* [Given task a] Collect every line of the entries that contains the word "wall", treating uppercase and lowercase as different.

* [Document text]
W I T N E S S E T H :

WHEREAS, Borrower has requested certain amendments to the Disbursement Agreement in the manner set forth in this Amendment;

WHEREAS, the Required Lenders to the First Lien Credit Agreement (as amended pursuant to the First Amendment to Credit Agreement, dated the date hereof) have consented to the Administrative Agent entering into this Amendment, and the holders of a majority of the Notes pursuant to the Second Lien Indenture have consented to the Second Lien Collateral Agent entering into this Amendment.

WHEREAS, the Administrative Agent, on behalf of the Lenders, the Disbursement Agent, and the Second Lien Collateral Agent, on behalf of the holders of the Notes, have consented and agreed to (i) the modifications to the Disbursement Agreement set forth in this Amendment, subject to the terms and conditions of this Amendment, and (ii) the waivers described below;

NOW, THEREFORE, in consideration of the premises and for other good and valuable consideration the receipt and sufficiency of which is hereby acknowledged, the parties hereto hereby agree as follows:

1. Amendments to the Disbursement Agreement.

(A) The following new definitions are hereby added to Section 1 of the Disbursement Agreement (in its proper alphabetical location) as follows:

Additional ACR Refund” means reimbursement of costs funded by Borrower prior to the Closing Date, which amount shall not in the aggregate exceed $2,185,000 less any amounts previously deposited in the Disbursement Agent Accounts from the Additional ACR Refund.

Budget Reduction Amount” means the amounts listed on Schedule 1 attached hereto, which amount shall not in the aggregate exceed $30,000,000.

Cost Consultant” means any of the following, as may be selected by the Borrower: (i) Deloitte & Touche LLP, (ii) Ernst & Young LLP, (iii) PricewaterhouseCoopers LLP and (iv) KPMG LLP.

Glass Settlement” means anticipated insurance proceeds related to a crane incident, which amount shall not in the aggregate exceed $4,000,000 less any amounts previously deposited in the Disbursement Agent Accounts from the Glass Settlement.


Tenant Contribution” means expected proceeds pursuant to tenant lease agreements, which amount shall not in the aggregate exceed $6,725,000 less any amounts previously deposited in the Disbursement Agent Accounts from the Tenant Contribution.

Training Reimbursement” means Federal and New Jersey grants which reimburse the costs related to training employees, which amount shall not in the aggregate exceed $3,100,000 less any amounts previously deposited in the Disbursement Agent Accounts from the Training Reimbursement.

Image point annotation entries
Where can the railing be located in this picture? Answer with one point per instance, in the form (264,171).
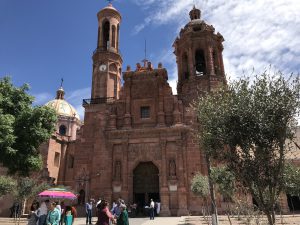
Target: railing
(94,101)
(107,49)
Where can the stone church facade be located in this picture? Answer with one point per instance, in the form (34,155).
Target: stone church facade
(137,140)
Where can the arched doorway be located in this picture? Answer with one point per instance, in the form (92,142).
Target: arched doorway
(145,183)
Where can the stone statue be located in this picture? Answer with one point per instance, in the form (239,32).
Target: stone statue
(172,168)
(118,171)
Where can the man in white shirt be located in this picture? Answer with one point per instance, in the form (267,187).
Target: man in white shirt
(152,209)
(43,212)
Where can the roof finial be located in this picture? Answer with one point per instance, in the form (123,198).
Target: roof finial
(60,92)
(109,2)
(62,81)
(195,13)
(145,60)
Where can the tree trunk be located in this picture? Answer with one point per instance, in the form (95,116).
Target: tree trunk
(214,215)
(271,217)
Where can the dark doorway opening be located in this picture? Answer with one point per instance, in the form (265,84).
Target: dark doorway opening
(145,186)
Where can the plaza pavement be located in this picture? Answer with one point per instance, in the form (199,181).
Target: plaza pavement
(188,220)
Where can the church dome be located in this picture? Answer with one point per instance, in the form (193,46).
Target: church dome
(109,11)
(61,106)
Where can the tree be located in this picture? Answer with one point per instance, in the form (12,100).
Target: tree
(23,128)
(199,186)
(245,125)
(7,185)
(28,188)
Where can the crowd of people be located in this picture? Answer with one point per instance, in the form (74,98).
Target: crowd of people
(51,213)
(57,213)
(118,214)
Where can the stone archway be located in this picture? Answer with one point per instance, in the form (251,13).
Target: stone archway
(145,183)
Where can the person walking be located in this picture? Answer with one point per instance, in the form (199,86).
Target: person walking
(104,215)
(74,213)
(33,217)
(68,217)
(123,218)
(152,209)
(88,211)
(53,216)
(43,212)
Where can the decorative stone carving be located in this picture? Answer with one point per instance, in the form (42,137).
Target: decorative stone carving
(118,175)
(147,151)
(172,168)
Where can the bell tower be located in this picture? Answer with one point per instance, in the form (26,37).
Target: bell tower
(107,60)
(198,51)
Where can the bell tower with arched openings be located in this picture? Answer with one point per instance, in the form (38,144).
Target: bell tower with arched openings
(107,60)
(198,51)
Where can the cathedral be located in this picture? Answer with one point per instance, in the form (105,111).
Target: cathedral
(137,138)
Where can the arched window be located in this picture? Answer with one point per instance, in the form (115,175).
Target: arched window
(216,62)
(105,39)
(200,62)
(185,66)
(98,43)
(62,130)
(113,36)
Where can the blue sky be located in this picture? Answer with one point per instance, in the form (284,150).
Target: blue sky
(42,41)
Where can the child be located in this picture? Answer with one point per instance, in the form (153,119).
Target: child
(68,216)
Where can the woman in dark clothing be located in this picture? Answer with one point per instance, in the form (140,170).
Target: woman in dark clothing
(104,214)
(123,218)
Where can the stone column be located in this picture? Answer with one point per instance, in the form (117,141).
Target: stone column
(160,114)
(125,168)
(221,61)
(182,192)
(176,113)
(211,61)
(191,62)
(127,117)
(63,164)
(164,191)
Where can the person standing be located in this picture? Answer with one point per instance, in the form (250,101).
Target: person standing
(123,218)
(62,212)
(88,211)
(74,213)
(104,215)
(33,217)
(43,212)
(68,217)
(53,216)
(152,209)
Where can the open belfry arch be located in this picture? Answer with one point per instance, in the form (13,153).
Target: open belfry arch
(137,141)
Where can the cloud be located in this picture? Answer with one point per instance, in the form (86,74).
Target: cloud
(75,99)
(42,98)
(257,33)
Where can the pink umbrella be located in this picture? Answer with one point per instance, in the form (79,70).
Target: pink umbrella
(57,193)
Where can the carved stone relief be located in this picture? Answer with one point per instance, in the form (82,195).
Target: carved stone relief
(148,151)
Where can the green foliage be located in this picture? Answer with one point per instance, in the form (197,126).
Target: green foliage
(199,186)
(225,181)
(246,125)
(23,128)
(292,180)
(28,188)
(7,185)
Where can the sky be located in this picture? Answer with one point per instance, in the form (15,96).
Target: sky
(42,41)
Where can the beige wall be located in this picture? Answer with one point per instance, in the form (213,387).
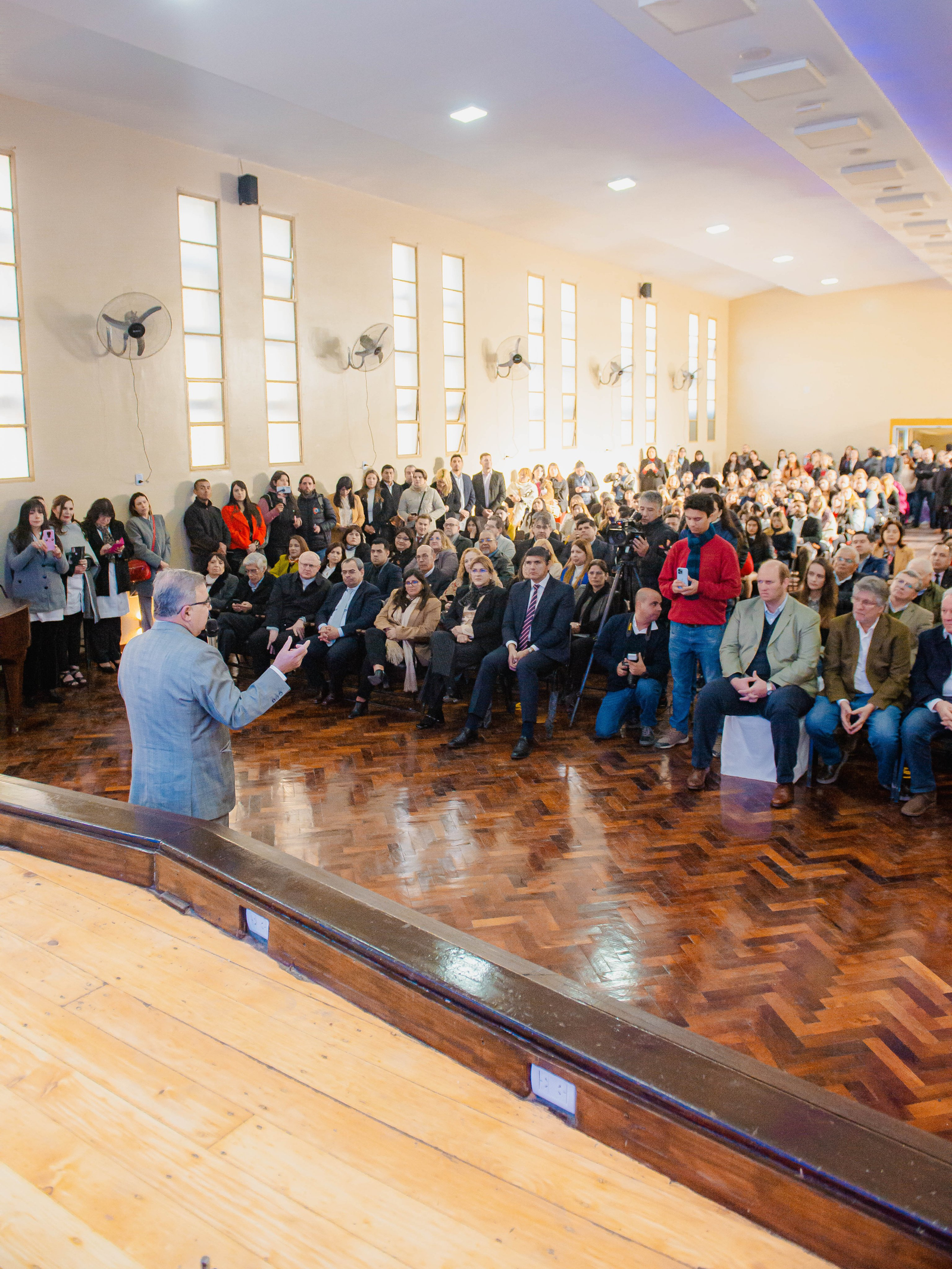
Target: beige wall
(98,217)
(833,369)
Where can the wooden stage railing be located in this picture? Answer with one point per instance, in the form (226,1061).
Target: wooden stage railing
(848,1183)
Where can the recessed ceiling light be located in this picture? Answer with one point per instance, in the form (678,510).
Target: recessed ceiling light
(469,115)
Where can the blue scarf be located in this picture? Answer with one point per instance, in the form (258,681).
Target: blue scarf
(695,542)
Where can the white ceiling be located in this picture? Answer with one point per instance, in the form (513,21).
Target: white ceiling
(577,93)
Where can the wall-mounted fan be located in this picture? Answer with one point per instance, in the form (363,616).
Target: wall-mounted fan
(612,371)
(512,359)
(134,327)
(372,348)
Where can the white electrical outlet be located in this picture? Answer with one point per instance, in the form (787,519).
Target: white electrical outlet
(556,1092)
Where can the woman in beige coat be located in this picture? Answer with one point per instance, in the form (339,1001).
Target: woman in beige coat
(400,635)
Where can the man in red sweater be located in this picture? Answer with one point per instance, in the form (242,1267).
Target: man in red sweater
(700,575)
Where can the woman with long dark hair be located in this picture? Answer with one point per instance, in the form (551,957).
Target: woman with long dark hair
(107,537)
(33,574)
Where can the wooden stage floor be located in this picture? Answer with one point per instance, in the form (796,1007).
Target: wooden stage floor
(169,1093)
(816,939)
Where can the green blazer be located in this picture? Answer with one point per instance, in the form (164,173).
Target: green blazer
(794,650)
(888,664)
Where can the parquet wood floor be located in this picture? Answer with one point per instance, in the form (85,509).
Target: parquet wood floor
(816,939)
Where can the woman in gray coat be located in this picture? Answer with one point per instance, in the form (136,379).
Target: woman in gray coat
(150,543)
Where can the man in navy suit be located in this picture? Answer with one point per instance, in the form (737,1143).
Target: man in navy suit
(536,634)
(349,608)
(931,687)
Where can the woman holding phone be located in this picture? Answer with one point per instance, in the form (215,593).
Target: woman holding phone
(33,574)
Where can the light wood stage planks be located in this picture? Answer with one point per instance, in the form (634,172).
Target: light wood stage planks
(169,1093)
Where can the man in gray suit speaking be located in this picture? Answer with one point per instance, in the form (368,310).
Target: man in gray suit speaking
(181,701)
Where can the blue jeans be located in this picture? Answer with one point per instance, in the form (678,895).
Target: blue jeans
(919,729)
(617,707)
(687,645)
(882,728)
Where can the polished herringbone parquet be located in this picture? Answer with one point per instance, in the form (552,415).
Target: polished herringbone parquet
(815,939)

* [Given task b] Replace "Required Lenders" with "Majority Lenders" in the amendment text above, starting at the words "W I T N E S" and ending after "into this Amendment.".

* [Exercise response a]
Where can the beige wall be located in this picture? Answer with one point per instance, in the form (213,387).
Target: beige wall
Where can the wall-mounted fan be located in this picture? Answer with one point per instance, in the form (363,616).
Target: wall-mounted fan

* [Exercise response b]
W I T N E S S E T H :

WHEREAS, Borrower has requested certain amendments to the Disbursement Agreement in the manner set forth in this Amendment;

WHEREAS, the Majority Lenders to the First Lien Credit Agreement (as amended pursuant to the First Amendment to Credit Agreement, dated the date hereof) have consented to the Administrative Agent entering into this Amendment, and the holders of a majority of the Notes pursuant to the Second Lien Indenture have consented to the Second Lien Collateral Agent entering into this Amendment.